Coordinate labeling data
########################################

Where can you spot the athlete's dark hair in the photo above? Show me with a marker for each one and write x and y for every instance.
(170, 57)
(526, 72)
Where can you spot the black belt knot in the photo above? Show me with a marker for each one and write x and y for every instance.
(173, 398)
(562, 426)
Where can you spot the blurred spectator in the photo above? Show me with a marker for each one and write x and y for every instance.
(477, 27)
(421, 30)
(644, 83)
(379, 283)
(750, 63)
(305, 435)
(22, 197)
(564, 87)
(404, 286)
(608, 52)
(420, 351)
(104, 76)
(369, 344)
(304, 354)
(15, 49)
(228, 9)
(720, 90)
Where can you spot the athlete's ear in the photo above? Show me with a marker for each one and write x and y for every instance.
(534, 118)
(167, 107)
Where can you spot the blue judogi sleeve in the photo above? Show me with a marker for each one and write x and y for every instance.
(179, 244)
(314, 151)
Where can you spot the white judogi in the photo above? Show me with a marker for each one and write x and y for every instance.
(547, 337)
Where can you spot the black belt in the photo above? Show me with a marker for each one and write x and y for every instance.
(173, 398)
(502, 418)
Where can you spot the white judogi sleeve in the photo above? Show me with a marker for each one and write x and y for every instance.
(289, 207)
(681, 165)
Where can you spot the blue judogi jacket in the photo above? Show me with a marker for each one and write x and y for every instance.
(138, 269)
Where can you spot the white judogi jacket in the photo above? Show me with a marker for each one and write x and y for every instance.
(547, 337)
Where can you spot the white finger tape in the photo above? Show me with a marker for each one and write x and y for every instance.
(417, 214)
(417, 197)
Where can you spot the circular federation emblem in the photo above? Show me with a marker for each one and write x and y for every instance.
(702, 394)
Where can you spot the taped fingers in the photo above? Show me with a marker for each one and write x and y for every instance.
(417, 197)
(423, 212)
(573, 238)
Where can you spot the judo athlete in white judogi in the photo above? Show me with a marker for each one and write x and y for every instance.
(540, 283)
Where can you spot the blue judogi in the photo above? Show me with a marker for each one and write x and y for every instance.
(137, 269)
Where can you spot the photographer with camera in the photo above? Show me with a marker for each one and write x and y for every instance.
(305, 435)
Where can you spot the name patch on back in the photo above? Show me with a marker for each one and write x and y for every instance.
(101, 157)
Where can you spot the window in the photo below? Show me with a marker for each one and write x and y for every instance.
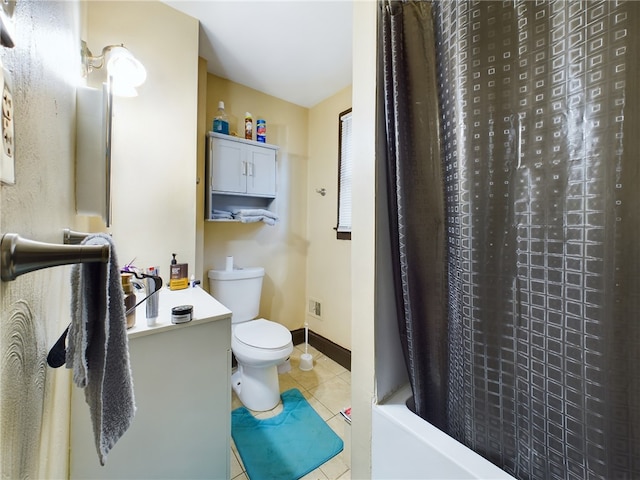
(345, 168)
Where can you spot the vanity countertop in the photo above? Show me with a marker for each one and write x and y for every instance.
(205, 309)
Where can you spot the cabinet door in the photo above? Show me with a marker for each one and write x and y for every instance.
(261, 179)
(228, 166)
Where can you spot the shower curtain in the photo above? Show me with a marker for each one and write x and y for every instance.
(514, 197)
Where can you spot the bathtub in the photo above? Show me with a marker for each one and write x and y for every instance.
(405, 446)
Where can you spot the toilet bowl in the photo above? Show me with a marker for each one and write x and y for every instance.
(259, 345)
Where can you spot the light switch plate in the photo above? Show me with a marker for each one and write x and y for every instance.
(7, 154)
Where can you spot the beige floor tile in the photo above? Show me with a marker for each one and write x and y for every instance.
(334, 367)
(334, 467)
(312, 378)
(317, 474)
(287, 382)
(323, 411)
(335, 394)
(337, 424)
(236, 467)
(327, 389)
(346, 376)
(345, 476)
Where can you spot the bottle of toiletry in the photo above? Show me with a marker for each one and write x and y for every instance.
(129, 298)
(261, 130)
(152, 285)
(178, 275)
(248, 126)
(221, 120)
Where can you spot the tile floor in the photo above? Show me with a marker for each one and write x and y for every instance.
(327, 388)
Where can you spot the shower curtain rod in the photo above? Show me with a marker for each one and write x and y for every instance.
(19, 255)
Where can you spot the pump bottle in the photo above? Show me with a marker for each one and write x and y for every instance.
(221, 120)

########################################

**Problem:** Please return all of the records above word for word, with the pictures left out.

**Response to the exercise:**
Where can you spot the athlete's dark hair in the photo above? Show me with a marker for each one and write x and y for every instance.
(170, 57)
(526, 72)
Where can you spot the black belt knot in the photo above? Show me with a marker for each one and write x and y for every instance.
(173, 398)
(562, 426)
Where can you spot the blurred spectator in the photo above? Show me with a marker for each one and write x and y for every instance.
(477, 27)
(421, 30)
(644, 83)
(379, 283)
(750, 63)
(305, 435)
(22, 197)
(564, 87)
(404, 286)
(608, 52)
(420, 351)
(104, 76)
(369, 344)
(304, 354)
(15, 49)
(228, 9)
(720, 90)
Where can you spot the athlete's ear in the photo above? Show me with a marker for each one and write x and y for every instance.
(534, 118)
(167, 107)
Where can you spot the blue judogi sleeve in the photo above? Show me with a marker for each one and write x and y for every instance.
(179, 244)
(314, 151)
Where can you spot the white judogi in the photo above? Show me with a marker for each one and write x and y for every instance.
(547, 337)
Where can you spot the black belt in the photo above? Show me with a marker for each one and write x and y for every instance.
(173, 398)
(502, 418)
Where can you spot the white judogi sleeve in the photo above? Show me with a marker for each one and write x and y for every instance.
(289, 207)
(681, 165)
Where can you spot the blue judogi jacket in the photo above? Show me with a marker for each one and write x and y for every instance.
(138, 269)
Where can you spot the white judogi jacket in the photo above? Show me with a marker for each one and write x and y for every instance.
(547, 337)
Where can you spot the white finger tape in the photo above? Show me with a marker for each one and write x and y for every instance.
(417, 214)
(417, 197)
Where can you spot the circular federation emblem in the photo above? Show me with a marker for each one and write x and y for every instance.
(702, 394)
Where can you spot the taped fingers in the photo above? Show me with a marker for each one and write x and y for every instance.
(417, 197)
(423, 212)
(573, 238)
Where can you spot the judo athlete in white judogi in the photo above? Show me with a marker for each one and write x and y for every instance.
(540, 283)
Where can you spot the blue judogi in the photo above? Show me with a marker for each one and write x and y for every instance.
(137, 269)
Where can you spot the photographer with camera in the photo above? Show me with a marker for each one and write x and y for every instance.
(305, 435)
Where can you spot the name patch on back in the photo above? Show me with a marker for each one and write x and y for every instance.
(101, 157)
Where can you spot the window in the photo below? Show me with a marker for each one and write x and y for every instance.
(345, 168)
Where can you spot the vanity countertop in the photo above? Show me with a marker for each one and write x and y for every instance.
(205, 309)
Where can you spot the cabinet door in the photo above? Show me with a marker for each one and write x and y for every instance.
(261, 179)
(228, 166)
Where can you spot the shower curtain in the photo above? Show me with a marker for each one and write x and y for every instance.
(514, 197)
Where can you spot the bathtub in the photo above? Show me with a marker for each one and write x and y for every instance.
(405, 446)
Where can you spot the toilet bowl in the photo above? Show me with a marker for each one and write x and y for every instance.
(259, 345)
Where can you spot the light switch plate in the photo above? Show me with a marker for each one and write x and y for every instance.
(7, 154)
Where can you spot the beige floor tile in the photo above? Show me with a marker for each one and write x and y for every instance.
(334, 367)
(334, 467)
(312, 378)
(317, 474)
(287, 382)
(323, 411)
(335, 394)
(337, 424)
(236, 467)
(327, 389)
(346, 376)
(345, 476)
Where can you spot the bottle of toiletry in the photo above? Show me with a marker for each one and write x and y for every instance.
(129, 298)
(261, 130)
(152, 285)
(178, 275)
(248, 126)
(221, 120)
Where can you spot the tile floor in the photo above? Show me with a marker for each one and write x and y for every instance.
(327, 388)
Where can you spot the shower curtain rod in the photo above? Show me with a marker for each one and write x and y for every instance.
(19, 255)
Where can you spot the pump bottle in the photo above? Show me with a marker for each one and write x and y for every instance.
(221, 120)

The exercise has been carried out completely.